**SELECTED TEXT**
* * * *

Thank heavens for pilots. Strong, strapping individuals. Cloud overlords. Flawless humans that spit in the face of physics. It very much helps to think that the one pair of hands that stands between sailing gracefully through the air and nosediving towards the ocean belongs to basically an emotionless robot, programmed to get your butt back on terra firma without spilling your drink. So maybe don’t watch a movie where it’s revealed that – spoiler! – pilots are people too, and they have addictions just like you and I, and sometimes those addictions get taken into the cockpit. We recommend you just ceaselessly watch that little blinking dot move slowly towards Benidorm on the fancy map and hope your pilot is as boring as he sounds on the intercom.

‘Knowing’ (2009)

Knowing (2009) Credit: Summit Entertainment
Knowing (2009) Credit: Summit Entertainment

This is a very silly apocalyptic movie indeed – any film where Nicolas Cage is called upon to yell lines like “THE CAVES CAN’T SAVE US!” isn’t going to give you too many nightmares. However – and here’s the clincher – it does feature one of the most stomach-churning plane crash sequences ever committed to film. It’s shot from the ground – as if that helps, your knuckles whitening from clutching your complimentary G&T – in one unblinking sequence, showing the plane stuttering in the air before landing with a bump. Aren’t there any other Nicolas Cage movies showing that you’d rather watch on your flight? Hmm… ‘The Wicker Man’? You resume watching the plane crash movie with a heavy heart.

* * * *

Write out the passage on films to avoid during a flight word for word, from "This is a very" up to and including "a heavy heart.".

**GIVEN DATA**
* * * *

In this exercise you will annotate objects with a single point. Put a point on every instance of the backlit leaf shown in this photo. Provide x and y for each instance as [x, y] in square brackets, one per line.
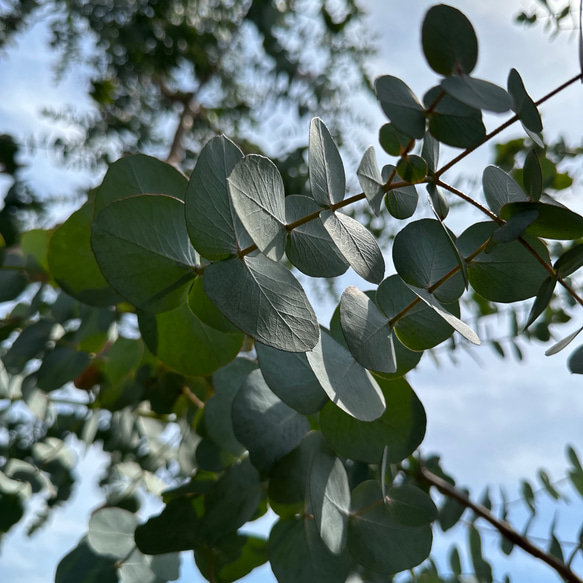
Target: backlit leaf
[309, 246]
[449, 41]
[327, 178]
[209, 215]
[401, 106]
[367, 331]
[348, 385]
[143, 250]
[264, 424]
[399, 430]
[262, 298]
[258, 197]
[356, 244]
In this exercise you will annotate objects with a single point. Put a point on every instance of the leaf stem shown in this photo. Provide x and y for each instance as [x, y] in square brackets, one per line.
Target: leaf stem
[503, 527]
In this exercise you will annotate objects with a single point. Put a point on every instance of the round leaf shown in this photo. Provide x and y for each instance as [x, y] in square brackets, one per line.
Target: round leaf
[187, 345]
[401, 106]
[266, 426]
[508, 272]
[262, 298]
[449, 41]
[209, 219]
[422, 255]
[111, 532]
[258, 197]
[367, 331]
[139, 174]
[73, 265]
[143, 250]
[309, 246]
[290, 377]
[400, 429]
[377, 540]
[348, 385]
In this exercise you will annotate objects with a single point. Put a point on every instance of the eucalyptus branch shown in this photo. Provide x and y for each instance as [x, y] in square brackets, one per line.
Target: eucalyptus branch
[503, 527]
[502, 127]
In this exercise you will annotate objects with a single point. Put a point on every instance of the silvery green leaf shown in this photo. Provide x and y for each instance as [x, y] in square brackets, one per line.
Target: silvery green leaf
[258, 197]
[327, 178]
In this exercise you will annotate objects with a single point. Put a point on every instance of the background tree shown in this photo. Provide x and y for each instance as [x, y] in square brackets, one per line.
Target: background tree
[142, 248]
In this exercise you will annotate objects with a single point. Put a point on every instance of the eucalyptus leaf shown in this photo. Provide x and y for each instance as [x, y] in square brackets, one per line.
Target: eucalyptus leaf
[111, 532]
[477, 93]
[258, 197]
[449, 41]
[263, 299]
[143, 250]
[401, 106]
[209, 215]
[290, 377]
[452, 122]
[500, 189]
[423, 256]
[367, 331]
[371, 180]
[356, 244]
[377, 540]
[327, 178]
[507, 273]
[396, 434]
[523, 105]
[139, 174]
[329, 499]
[400, 202]
[264, 424]
[73, 265]
[348, 385]
[187, 345]
[309, 247]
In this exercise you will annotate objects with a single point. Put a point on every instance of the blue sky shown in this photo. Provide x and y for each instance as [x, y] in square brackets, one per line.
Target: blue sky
[493, 423]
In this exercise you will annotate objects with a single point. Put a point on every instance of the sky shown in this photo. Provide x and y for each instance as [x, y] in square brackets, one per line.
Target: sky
[495, 422]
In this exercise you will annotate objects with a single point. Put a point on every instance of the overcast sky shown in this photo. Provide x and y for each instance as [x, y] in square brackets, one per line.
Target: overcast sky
[493, 423]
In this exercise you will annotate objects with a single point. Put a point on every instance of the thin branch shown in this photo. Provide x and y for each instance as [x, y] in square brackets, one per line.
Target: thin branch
[503, 527]
[502, 127]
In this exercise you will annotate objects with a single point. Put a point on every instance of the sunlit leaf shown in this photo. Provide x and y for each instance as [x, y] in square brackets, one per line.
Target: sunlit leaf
[348, 385]
[258, 197]
[327, 178]
[143, 250]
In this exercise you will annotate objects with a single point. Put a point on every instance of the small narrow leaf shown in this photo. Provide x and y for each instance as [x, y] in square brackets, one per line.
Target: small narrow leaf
[348, 385]
[327, 178]
[371, 180]
[563, 343]
[454, 322]
[532, 176]
[356, 244]
[401, 106]
[258, 197]
[367, 331]
[262, 298]
[542, 300]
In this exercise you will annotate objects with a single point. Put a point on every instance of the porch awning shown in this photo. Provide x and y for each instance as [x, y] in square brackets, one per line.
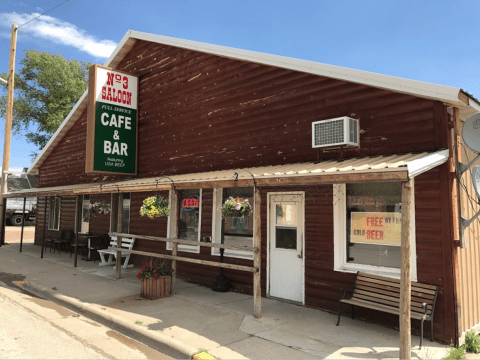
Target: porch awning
[399, 167]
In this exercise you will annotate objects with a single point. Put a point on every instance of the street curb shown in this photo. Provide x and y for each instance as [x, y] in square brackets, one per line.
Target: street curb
[158, 341]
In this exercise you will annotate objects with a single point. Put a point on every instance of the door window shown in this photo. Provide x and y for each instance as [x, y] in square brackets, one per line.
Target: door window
[286, 226]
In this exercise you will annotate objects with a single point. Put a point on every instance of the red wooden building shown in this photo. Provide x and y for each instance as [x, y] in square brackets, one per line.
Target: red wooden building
[215, 121]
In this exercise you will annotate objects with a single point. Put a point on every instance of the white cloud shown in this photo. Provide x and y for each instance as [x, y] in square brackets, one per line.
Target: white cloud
[60, 32]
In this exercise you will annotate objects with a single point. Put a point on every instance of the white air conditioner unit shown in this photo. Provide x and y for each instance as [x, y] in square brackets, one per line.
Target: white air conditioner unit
[343, 131]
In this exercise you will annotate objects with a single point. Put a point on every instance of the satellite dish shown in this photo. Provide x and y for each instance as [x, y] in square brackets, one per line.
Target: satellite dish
[471, 133]
[476, 179]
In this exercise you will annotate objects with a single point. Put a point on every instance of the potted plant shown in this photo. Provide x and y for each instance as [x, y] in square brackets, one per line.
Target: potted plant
[235, 207]
[155, 280]
[99, 208]
[155, 206]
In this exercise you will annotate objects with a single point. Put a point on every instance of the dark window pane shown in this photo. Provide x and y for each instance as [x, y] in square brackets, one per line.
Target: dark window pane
[374, 224]
[286, 238]
[243, 226]
[126, 214]
[189, 214]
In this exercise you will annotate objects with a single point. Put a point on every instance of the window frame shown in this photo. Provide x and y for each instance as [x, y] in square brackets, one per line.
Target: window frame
[129, 209]
[81, 214]
[340, 239]
[54, 211]
[172, 223]
[217, 230]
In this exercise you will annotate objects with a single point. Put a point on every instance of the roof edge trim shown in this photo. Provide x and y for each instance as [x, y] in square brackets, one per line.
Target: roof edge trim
[427, 162]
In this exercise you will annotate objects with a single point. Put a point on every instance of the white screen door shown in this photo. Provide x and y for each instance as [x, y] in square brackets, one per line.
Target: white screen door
[286, 273]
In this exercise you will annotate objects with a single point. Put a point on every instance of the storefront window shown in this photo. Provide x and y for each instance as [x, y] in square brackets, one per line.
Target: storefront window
[374, 224]
[85, 227]
[54, 213]
[126, 214]
[367, 228]
[189, 214]
[237, 230]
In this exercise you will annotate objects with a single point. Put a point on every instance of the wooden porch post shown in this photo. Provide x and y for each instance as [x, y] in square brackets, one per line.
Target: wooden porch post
[44, 225]
[175, 245]
[257, 255]
[405, 274]
[119, 239]
[76, 224]
[23, 223]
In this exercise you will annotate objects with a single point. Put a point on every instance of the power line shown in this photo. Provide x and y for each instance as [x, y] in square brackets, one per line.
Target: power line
[43, 14]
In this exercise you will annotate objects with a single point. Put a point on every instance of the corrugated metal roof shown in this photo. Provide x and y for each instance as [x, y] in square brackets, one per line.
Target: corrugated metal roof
[409, 164]
[446, 94]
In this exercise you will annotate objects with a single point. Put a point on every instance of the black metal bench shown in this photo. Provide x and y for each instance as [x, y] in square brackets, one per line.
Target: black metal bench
[383, 294]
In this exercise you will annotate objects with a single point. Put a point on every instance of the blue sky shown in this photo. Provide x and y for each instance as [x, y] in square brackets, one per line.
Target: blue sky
[433, 41]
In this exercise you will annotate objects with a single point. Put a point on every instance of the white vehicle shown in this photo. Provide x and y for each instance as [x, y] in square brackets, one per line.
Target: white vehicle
[14, 212]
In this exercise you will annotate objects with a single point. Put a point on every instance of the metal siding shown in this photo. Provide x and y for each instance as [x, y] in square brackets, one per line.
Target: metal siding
[240, 114]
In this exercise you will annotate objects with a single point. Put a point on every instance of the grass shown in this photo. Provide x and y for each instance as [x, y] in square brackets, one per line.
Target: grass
[472, 345]
[472, 342]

* * * *

**WRITTEN REPLY**
This is a very silly apocalyptic movie indeed – any film where Nicolas Cage is called upon to yell lines like “THE CAVES CAN’T SAVE US!” isn’t going to give you too many nightmares. However – and here’s the clincher – it does feature one of the most stomach-churning plane crash sequences ever committed to film. It’s shot from the ground – as if that helps, your knuckles whitening from clutching your complimentary G&T – in one unblinking sequence, showing the plane stuttering in the air before landing with a bump. Aren’t there any other Nicolas Cage movies showing that you’d rather watch on your flight? Hmm… ‘The Wicker Man’? You resume watching the plane crash movie with a heavy heart.